··· PROVIDED MATERIAL

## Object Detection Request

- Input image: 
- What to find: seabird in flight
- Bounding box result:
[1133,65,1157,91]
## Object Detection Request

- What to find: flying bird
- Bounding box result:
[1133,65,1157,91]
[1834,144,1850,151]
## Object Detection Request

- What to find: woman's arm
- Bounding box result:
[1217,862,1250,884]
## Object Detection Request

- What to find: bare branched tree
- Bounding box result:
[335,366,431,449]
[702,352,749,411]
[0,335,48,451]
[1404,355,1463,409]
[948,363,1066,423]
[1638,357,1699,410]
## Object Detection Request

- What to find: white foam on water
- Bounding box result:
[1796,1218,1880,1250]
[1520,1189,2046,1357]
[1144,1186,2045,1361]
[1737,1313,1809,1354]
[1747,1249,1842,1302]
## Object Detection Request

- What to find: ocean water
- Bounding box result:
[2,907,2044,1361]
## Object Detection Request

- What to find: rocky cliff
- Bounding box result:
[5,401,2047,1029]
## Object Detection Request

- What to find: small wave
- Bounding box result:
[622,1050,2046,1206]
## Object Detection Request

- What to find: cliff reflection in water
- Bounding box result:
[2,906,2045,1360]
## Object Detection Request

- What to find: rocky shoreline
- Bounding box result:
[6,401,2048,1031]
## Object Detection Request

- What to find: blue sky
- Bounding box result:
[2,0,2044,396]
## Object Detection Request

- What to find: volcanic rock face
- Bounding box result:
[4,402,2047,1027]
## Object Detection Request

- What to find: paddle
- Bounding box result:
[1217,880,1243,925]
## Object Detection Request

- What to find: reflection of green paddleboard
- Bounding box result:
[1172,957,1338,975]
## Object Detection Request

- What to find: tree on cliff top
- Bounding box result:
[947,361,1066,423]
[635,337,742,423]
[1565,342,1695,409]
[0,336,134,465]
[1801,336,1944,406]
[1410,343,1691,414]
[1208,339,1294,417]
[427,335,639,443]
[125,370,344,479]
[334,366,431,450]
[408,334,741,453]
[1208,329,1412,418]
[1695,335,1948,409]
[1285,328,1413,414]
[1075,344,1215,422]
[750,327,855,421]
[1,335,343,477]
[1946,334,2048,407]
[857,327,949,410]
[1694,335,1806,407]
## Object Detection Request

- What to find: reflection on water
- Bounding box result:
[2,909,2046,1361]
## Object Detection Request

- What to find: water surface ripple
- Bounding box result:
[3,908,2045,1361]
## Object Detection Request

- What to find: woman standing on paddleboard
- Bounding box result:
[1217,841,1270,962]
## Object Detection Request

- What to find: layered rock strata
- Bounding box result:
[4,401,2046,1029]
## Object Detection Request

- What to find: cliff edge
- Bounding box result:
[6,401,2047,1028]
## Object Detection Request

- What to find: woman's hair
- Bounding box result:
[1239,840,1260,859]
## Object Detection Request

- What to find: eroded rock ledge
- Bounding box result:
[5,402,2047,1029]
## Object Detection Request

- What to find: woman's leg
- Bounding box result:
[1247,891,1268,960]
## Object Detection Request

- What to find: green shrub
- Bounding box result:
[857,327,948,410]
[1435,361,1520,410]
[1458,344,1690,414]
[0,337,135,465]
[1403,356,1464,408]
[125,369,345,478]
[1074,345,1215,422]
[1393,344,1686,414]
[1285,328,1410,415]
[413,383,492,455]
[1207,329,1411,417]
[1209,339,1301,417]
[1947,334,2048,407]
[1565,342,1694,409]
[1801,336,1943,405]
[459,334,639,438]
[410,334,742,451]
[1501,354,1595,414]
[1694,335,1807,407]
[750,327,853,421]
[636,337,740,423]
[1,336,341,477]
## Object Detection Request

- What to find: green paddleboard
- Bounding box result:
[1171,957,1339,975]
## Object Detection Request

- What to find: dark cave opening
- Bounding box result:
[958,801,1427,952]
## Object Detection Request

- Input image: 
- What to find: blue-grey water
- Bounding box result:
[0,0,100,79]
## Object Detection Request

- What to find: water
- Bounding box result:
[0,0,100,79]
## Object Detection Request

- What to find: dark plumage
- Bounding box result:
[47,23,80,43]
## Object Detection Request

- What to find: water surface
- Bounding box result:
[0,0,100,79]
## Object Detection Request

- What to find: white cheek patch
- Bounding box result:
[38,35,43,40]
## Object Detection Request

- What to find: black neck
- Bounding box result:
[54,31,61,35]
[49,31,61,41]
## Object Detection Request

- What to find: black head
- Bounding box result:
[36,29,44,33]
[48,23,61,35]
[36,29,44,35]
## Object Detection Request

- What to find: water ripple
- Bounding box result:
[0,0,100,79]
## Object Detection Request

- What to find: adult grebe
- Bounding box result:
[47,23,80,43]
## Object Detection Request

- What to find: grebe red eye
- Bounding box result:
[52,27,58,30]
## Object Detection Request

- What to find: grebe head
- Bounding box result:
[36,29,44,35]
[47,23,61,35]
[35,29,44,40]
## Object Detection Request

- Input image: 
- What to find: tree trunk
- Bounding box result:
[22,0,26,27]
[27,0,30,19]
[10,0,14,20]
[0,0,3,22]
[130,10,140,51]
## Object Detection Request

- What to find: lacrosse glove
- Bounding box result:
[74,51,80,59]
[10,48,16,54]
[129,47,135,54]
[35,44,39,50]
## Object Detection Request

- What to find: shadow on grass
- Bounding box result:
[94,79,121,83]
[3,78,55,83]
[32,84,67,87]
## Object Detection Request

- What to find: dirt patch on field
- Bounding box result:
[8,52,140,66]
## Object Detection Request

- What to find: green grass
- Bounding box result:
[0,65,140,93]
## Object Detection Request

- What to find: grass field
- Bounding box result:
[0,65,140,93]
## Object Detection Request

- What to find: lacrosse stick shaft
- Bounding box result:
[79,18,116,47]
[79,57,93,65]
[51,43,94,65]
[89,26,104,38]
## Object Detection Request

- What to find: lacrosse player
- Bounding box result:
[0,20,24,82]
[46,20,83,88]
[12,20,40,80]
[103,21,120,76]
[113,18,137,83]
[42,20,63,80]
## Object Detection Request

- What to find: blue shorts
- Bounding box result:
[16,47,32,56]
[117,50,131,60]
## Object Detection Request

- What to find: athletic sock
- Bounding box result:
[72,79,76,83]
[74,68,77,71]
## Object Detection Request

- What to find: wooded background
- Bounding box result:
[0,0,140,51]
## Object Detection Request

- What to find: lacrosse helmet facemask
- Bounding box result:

······

### TASK TO COMPLETE
Using the data above, show each line where "grass" occurs.

### TASK RESPONSE
- What to find: shadow on grass
- What to find: green grass
- What to find: grass field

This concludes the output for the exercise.